Work request => The entries below should appear again in your reply, word for word.

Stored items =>

##########

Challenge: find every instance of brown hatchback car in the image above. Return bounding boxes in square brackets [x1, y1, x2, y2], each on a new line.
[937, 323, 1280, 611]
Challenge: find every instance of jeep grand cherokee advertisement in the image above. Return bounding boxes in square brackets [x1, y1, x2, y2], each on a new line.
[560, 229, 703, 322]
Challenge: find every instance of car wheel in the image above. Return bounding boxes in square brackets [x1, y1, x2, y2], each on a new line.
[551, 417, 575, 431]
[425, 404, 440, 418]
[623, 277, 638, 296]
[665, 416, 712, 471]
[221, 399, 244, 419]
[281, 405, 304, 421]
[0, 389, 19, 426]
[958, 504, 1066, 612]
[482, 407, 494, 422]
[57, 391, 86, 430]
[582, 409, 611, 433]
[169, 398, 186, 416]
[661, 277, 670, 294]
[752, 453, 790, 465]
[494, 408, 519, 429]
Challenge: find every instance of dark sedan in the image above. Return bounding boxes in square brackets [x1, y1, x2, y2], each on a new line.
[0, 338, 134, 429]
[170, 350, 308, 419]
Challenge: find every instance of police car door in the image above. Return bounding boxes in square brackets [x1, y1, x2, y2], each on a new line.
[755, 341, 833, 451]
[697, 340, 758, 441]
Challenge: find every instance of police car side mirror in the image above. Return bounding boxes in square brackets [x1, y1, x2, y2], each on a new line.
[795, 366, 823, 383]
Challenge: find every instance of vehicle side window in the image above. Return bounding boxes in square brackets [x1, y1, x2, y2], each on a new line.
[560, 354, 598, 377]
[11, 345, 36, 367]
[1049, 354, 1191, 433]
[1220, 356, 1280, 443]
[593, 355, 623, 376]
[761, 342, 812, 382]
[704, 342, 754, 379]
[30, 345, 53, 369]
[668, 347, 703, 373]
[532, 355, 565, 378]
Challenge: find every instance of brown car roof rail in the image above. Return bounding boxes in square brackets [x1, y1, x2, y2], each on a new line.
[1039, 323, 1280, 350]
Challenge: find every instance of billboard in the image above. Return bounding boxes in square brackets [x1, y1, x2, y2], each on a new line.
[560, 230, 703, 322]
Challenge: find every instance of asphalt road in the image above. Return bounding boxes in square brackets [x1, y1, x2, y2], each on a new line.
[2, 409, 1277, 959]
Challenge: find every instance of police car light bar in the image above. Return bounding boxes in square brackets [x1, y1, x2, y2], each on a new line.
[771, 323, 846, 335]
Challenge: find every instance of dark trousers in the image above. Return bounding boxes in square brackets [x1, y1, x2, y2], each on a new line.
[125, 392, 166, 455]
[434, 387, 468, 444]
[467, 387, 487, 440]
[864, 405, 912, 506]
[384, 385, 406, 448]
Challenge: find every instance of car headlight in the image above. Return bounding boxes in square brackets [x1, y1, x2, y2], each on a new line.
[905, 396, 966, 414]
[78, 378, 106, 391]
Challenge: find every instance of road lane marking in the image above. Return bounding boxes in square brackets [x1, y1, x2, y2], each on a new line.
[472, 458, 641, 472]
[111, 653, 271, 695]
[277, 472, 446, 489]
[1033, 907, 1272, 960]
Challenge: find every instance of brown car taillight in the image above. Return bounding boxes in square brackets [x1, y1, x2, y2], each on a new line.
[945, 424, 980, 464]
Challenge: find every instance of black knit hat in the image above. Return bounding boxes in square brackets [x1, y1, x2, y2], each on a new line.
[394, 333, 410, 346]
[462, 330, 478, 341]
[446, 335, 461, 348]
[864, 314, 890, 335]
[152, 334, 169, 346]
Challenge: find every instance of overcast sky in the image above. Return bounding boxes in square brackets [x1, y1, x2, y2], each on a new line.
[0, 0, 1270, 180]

##########

Answer section =>
Challenge: find every instance of brown hatchback car in the image above. Return bounding boxes in square brackets [x1, y1, x2, y2], each on a new line.
[937, 323, 1280, 611]
Challenge: find every instance of jeep grand cherokee advertisement in the image above. Return bounding boxes in square brackets [x1, y1, x2, y2], each on a new line.
[560, 229, 703, 322]
Challenge: find every instance of car wheel in the image above. Return bounding boxes in square brackets [x1, y1, x2, y2], each on a new line.
[551, 417, 575, 431]
[425, 404, 440, 418]
[623, 277, 638, 296]
[665, 416, 712, 471]
[221, 399, 244, 419]
[281, 405, 304, 421]
[0, 389, 19, 426]
[958, 504, 1066, 612]
[482, 407, 494, 422]
[57, 391, 86, 430]
[582, 409, 611, 433]
[169, 398, 186, 416]
[661, 277, 670, 294]
[752, 453, 790, 465]
[494, 408, 519, 429]
Challenge: find every instance of dark sedan in the image above. Return bounding boxes in square brackets [x1, y1, x2, y2], each on a new line.
[0, 338, 134, 429]
[170, 350, 308, 419]
Challenge: find every instance of police car door in the image above. Return bounding boxes in square brackets [x1, y1, x2, y2], each on a new line.
[755, 341, 833, 451]
[697, 340, 758, 441]
Challenge: find every instance of police car side mirror in the image above. Return bounding boxes in square brackets [x1, y1, x2, y2], each on a new line.
[795, 366, 823, 383]
Challenge: find every instance of vehicle side window in the image above. Return bounding boxes in square brackets [x1, y1, x2, y2], each on a new line.
[560, 354, 598, 377]
[11, 345, 36, 367]
[1049, 354, 1191, 433]
[1220, 356, 1280, 443]
[593, 355, 623, 376]
[761, 342, 812, 382]
[704, 342, 754, 379]
[30, 345, 53, 369]
[668, 347, 703, 373]
[532, 355, 565, 378]
Challenge: find every instance of brown car roof rail in the image above. Return bounding boxes in square brackets [x1, y1, x2, y2], each on a new line.
[1039, 323, 1280, 350]
Challenge: find every instance of billboard in the image above. Return bounding boxes in square brackets [x1, y1, x2, y2], each on a new line.
[560, 230, 703, 322]
Challenge: find every instance of asphalt road in the image above. Return bounding boxes in square brackets [x1, y1, x2, y2], each on a new line.
[2, 409, 1277, 959]
Challenge: find every instance of police car light bar in the image above. Return bounding boxes in square brackets [x1, y1, x2, y2], each on a new line.
[771, 323, 846, 335]
Challenge: find every instance of dark trousers in the image above. Return bounding boxes in square brackets [x1, y1, x2, y2], each on a new line.
[125, 392, 166, 455]
[434, 387, 468, 444]
[467, 387, 487, 440]
[864, 405, 912, 506]
[384, 385, 406, 448]
Challenge: find every instance of car headlight in the image above. Return bounding boxes in square brackets [x1, y1, x2, y2], each on a new line.
[905, 396, 966, 414]
[78, 378, 106, 391]
Challenge: find every instance of road lane marking in the image above. Return bounding boxes in square brackets [x1, y1, x2, y2], each on a new line.
[472, 458, 641, 472]
[111, 653, 271, 695]
[277, 472, 446, 489]
[1033, 907, 1272, 960]
Challenge: find every instance of brown car taillight in the image above. Return bounding boxes in square brackets [x1, y1, x2, y2], each on a new line.
[945, 424, 980, 464]
Challenge: find every instance of black knit hat in the image above. Return bounding boxes in square brackets [x1, y1, x2, y2], each on a new line.
[394, 333, 410, 346]
[462, 330, 478, 341]
[446, 335, 461, 348]
[864, 314, 890, 335]
[152, 334, 169, 346]
Challenge: find every instance of overcast sky in the image above. Return bounding boxes in square brackets [x1, y1, x2, y2], each on a new line.
[0, 0, 1270, 180]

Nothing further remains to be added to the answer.